# Start of SELECTED PASSAGE

Agree.  The laptop internals are all DC anyways.  The worst that will happen is the place the modified AC goes (in this case, the power brick) may get hot and have slightly higher stress.


----------



## MrGenius (Jan 2, 2019)

taz420nj said:


> So the 3.2A number is at 100 volts (mains voltage in Japan).  At 230V, the draw is only about 1A.
> 
> When sizing an inverter for a laptop, all that matters is the charger's OUTPUT wattage (in your case 230W), because that will be the same regardless of the input voltage.


Ok then. 320W with 100VAC. Or 230W with 230VAC.

1. Sounds like the old "240V is better/cheaper/uses less watts than 120V" BS argument.

2. And, magically, the inverter will never use more than 230W. Even if you run it on 100VAC. Which you just said draws 3.2A...right? But it's somehow not using 320W?

Really? You sure about that?

That's rhetorical BTW. I'm not the least bit interested in your BS reply.


----------



## JeffP_in_AU (Jan 2, 2019)

Hello Turnstrike,

I recommend you just buy a car laptop adaptor on eBay. These take the 12v from the cigarette lighter and produce a DC voltage suitable for the laptop.

They vary according to the laptop used. For example I use Lenovo laptops which need about 19v and have a different sort of plug. Your laptop will likely be quite different. Just search on eBay for "xxx laptop car" (where xxx is your brand) and that should home you in.

Prices are typically around the $20 mark. Some of the adaptors have a USB socket so you can charge your phone too.

I run a Lenovo laptop just about every day this way. A typical laptop takes between about 10 watts to 50 watts.

I recommend you do NOT try to produce 110v/220v AC and then use your laptop power adaptor. I am an electrical engineer and I used to do this but no longer. The eBay adaptors are a MUCH! easier solution.


----------



## taz420nj (Jan 2, 2019)

JeffP_in_AU said:


> Hello Turnstrike,
> 
> I recommend you just buy a car laptop adaptor on eBay. These take the 12v from the cigarette lighter and produce a DC voltage suitable for the laptop.
> 
> ...



He's got an MSi gaming rig.  It's got a 230W charger.  They don't make DC-DC laptop chargers that big.


----------



## JeffP_in_AU (Jan 2, 2019)

> He's got an MSi gaming rig.  It's got a 230W charger.  They don't make DC-DC laptop chargers that big.[/QUOTE]

Oh I hadn't noticed it was some sort of gaming thing. I just read him saying "laptop".

In this event (consuming 230-odd watts), I'd suggest not even thinking of running it in a car. A 100% efficient inverter would consume 20amps (20x12=240) to run it. Worse than leaving your headlights on. You would have to keep the engine running or you'd flatten the battery in an hour or two.

Find a wall outlet / power point.

J.


----------



## taz420nj (Jan 2, 2019)

JeffP_in_AU said:


> > He's got an MSi gaming rig.  It's got a 230W charger.  They don't make DC-DC laptop chargers that big.
> 
> Oh I hadn't noticed it was some sort of gaming thing. I just read him saying "laptop".
> 
> ...


It IS a laptop.  Just a really beefy one lol!  He's a trucker and this will be installed in a HGV (a Semi in Europe).  I don't know if it's common there, but here truckers leave their engines idling (for heat and air conditioning) during rest/sleep breaks, so I don't foresee consumption being an issue.  Most sleeper cabs here have large hardwired inverters that can also run TVs, mini-fridges, and microwaves.

# End of SELECTED PASSAGE
# Start of RECORDS PROVIDED

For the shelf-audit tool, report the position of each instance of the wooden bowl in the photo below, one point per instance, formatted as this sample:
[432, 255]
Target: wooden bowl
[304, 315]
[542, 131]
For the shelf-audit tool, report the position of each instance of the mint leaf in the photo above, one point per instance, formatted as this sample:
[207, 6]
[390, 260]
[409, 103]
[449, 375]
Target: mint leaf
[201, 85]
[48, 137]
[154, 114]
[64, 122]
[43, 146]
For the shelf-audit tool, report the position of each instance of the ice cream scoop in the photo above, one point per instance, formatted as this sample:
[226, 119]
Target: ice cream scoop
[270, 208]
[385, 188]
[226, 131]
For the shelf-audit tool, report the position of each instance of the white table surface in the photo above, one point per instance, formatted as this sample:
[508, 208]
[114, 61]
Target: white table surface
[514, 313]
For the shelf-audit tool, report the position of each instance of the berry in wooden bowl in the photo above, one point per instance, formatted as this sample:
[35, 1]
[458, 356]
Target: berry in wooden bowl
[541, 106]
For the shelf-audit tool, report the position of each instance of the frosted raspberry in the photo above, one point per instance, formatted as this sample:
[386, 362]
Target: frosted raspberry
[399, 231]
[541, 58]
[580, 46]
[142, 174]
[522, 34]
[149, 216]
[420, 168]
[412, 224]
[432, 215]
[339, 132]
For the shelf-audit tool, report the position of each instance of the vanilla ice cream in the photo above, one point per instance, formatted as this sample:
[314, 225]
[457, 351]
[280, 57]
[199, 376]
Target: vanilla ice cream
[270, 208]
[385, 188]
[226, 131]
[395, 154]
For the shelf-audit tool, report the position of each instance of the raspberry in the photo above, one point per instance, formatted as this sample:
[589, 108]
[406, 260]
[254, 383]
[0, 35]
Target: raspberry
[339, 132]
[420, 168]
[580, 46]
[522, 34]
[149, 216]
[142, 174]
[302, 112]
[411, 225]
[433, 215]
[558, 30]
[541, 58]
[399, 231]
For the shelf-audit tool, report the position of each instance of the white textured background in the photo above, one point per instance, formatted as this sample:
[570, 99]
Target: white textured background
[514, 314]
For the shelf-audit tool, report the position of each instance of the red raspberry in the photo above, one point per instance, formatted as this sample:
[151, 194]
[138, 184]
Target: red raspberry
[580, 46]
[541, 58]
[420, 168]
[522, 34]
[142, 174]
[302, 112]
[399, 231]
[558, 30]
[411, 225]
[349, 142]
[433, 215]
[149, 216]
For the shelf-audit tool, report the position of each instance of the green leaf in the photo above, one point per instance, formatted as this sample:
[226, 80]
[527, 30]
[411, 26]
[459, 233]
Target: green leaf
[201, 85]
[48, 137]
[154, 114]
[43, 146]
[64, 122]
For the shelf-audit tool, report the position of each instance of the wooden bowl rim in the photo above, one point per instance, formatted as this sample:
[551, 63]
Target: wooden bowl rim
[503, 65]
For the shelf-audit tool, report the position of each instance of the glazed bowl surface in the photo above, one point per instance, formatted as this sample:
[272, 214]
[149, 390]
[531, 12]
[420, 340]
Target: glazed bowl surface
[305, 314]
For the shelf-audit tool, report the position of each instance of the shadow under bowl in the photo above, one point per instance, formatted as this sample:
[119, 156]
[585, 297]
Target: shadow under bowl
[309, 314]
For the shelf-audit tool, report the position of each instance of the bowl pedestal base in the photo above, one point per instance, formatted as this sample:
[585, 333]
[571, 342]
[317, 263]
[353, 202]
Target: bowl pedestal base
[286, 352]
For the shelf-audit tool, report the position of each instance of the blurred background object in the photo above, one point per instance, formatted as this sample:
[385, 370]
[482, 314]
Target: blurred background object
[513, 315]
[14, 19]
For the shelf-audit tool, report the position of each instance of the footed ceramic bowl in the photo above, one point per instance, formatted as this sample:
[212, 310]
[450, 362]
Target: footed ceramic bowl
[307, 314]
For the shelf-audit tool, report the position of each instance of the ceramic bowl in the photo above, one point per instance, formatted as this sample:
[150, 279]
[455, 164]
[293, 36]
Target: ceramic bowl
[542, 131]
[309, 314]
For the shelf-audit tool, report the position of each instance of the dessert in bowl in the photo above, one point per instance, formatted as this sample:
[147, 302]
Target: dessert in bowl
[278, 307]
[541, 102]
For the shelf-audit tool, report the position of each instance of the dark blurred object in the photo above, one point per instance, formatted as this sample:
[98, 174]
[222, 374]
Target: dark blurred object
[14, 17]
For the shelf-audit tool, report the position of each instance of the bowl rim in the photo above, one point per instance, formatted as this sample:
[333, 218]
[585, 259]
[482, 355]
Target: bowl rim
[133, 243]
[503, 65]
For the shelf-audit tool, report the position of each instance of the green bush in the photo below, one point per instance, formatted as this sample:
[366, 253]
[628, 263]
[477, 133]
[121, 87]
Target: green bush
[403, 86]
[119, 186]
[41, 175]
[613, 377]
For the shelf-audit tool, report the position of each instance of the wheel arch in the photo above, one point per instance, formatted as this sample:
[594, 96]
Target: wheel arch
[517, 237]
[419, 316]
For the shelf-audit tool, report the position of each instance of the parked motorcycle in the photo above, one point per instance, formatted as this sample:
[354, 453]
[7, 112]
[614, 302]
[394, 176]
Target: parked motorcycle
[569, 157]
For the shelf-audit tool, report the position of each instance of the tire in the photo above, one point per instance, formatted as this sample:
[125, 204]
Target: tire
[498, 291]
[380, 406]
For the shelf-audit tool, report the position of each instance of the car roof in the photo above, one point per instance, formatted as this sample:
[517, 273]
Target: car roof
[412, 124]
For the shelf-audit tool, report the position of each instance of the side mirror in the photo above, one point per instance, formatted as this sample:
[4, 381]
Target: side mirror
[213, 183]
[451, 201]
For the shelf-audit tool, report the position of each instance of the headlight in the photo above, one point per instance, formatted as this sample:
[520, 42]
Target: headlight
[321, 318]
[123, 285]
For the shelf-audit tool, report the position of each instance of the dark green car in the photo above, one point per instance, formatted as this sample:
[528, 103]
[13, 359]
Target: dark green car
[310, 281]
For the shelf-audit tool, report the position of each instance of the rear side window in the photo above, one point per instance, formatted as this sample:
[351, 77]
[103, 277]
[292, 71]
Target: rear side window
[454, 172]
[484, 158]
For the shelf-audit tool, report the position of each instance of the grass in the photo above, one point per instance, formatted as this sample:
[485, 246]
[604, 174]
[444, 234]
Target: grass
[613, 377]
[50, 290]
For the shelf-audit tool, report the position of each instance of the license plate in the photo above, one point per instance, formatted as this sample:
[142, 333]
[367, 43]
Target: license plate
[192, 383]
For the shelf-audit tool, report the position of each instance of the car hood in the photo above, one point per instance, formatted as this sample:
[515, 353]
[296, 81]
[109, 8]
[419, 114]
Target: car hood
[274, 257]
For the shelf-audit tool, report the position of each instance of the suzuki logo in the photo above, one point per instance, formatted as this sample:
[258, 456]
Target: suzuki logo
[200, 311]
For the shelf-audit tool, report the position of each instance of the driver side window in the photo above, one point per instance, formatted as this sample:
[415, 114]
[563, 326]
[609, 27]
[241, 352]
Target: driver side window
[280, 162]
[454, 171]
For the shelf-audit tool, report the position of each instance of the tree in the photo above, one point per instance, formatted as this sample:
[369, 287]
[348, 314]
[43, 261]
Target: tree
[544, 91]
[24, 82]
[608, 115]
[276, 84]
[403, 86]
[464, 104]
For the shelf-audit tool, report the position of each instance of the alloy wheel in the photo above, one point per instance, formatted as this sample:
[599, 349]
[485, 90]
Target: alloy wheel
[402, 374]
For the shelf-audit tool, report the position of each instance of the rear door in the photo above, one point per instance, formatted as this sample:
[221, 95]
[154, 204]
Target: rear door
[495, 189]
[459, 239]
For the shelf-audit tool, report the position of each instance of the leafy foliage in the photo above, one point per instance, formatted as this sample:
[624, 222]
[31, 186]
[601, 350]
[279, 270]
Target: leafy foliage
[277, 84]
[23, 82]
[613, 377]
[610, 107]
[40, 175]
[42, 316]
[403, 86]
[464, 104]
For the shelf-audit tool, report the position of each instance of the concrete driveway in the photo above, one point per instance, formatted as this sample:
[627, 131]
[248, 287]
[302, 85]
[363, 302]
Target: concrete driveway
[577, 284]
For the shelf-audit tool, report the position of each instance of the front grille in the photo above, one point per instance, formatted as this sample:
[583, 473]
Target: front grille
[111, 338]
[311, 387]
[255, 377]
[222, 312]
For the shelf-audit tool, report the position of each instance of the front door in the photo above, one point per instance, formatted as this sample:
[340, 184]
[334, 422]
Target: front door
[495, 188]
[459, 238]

# End of RECORDS PROVIDED

### WORK TO COMPLETE
1. In the laptop power thread, why does taz420nj not expect the laptop's power consumption to be a problem? Answer in one to three sentences.
2. From the laptop power thread, extract the passage that begins at "That's rhetorical BTW." and stops after "home you in.".
3. Continue the laptop power thread from its last line.

### ANSWERS FOR THIS EXERCISE
1. The laptop will be installed in a truck, and taz420nj says truckers there leave their engines idling during rest and sleep breaks to run heat and air conditioning. With the engine running, consumption isn't expected to be an issue.

2.
That's rhetorical BTW. I'm not the least bit interested in your BS reply.


----------



## JeffP_in_AU (Jan 2, 2019)

Hello Turnstrike,

I recommend you just buy a car laptop adaptor on eBay. These take the 12v from the cigarette lighter and produce a DC voltage suitable for the laptop.

They vary according to the laptop used. For example I use Lenovo laptops which need about 19v and have a different sort of plug. Your laptop will likely be quite different. Just search on eBay for "xxx laptop car" (where xxx is your brand) and that should home you in.

3.
----------



## Jakazz1979 (Sep 19, 2019)

I have an Asus ROG Strix gaming laptop. Asus has a DC-DC power brick I bought from them for $80. So all those that keep saying you can’t get one, do better research. If you don’t want to use an investor and would rather have a 12V charger to use in your rig, contact your laptop manufacturer. They should have one available specifically for your laptop. Just be prepared to pay good money for it. DO NOT get a cheap one. Get one DIRECTLY from the manufacturer of your specific laptop.


----------



## NelchaelSS (Oct 7, 2019)

Jakazz1979 said:


> I have an Asus ROG Strix gaming laptop. Asus has a DC-DC power brick I bought from them for $80. So all those that keep saying you can’t get one, do better research. If you don’t want to use an investor and would rather have a 12V charger to use in your rig, contact your laptop manufacturer. They should have one available specifically for your laptop. Just be prepared to pay good money for it. DO NOT get a cheap one. Get one DIRECTLY from the manufacturer of your specific laptop.




Can you please tell me the model number of the adapter? I tried contacting Asus support in my country, but they have ZERO information about this...

80$ is not that much, that's how much you spend on a decent power inverter + you won't waste energy by converting it 1000 times.


----------



## shovenose (Oct 7, 2019)

I have a thinkpad t430 mounted in my car and use a cheap peak brand 400w inverter... Definitely not pure sine wave. The Lenovo charger does make a slight buzzing noise but other than that, no issue. I don't believe a pure sine wave inverter is necessary.


----------



## flmatter (Oct 7, 2019)

@NelchaelSS Asus Charger    although if you current power brick is more than 90w you have to go with something like this or this. The 500 is a bit overkill but the 300 will be fine.


----------



## NelchaelSS (Oct 8, 2019)

flmatter said:


> @NelchaelSS Asus Charger    although if you current power brick is more than 90w you have to go with something like this or this. The 500 is a bit overkill but the 300 will be fine.



Yeah... that's why I was asking him...The most powerful car charger I could find was 120w, which is not enough for a laptop that has a 230w power brick, and eats ~150 while maxed out in Witcher 3. The most I made it use is 200w while running synthetic benchmarks on cpu+gpu, but it quickly thermal? throttled, and went back to normal. The truck's outlet is rated at 24v 15a (360w) so it's more than enough.

A 180-200w car charger would be enough, but they are rarer than unicorns (or inexistent)... unless I will find something in the next months, I guess I'll be using a 300w inverter.

Sadly, connecting 2 adapters in parallel to boost the Amps won't work, unless you modify the circuitry, and I'm not that good at that to risk a 1500$ laptop.


----------



## trog100 (Oct 8, 2019)

a 300 watt inverter powers by asus gaming laptop okay with its 240 watt power brick.. i have one wired into my caravan/RV trailer..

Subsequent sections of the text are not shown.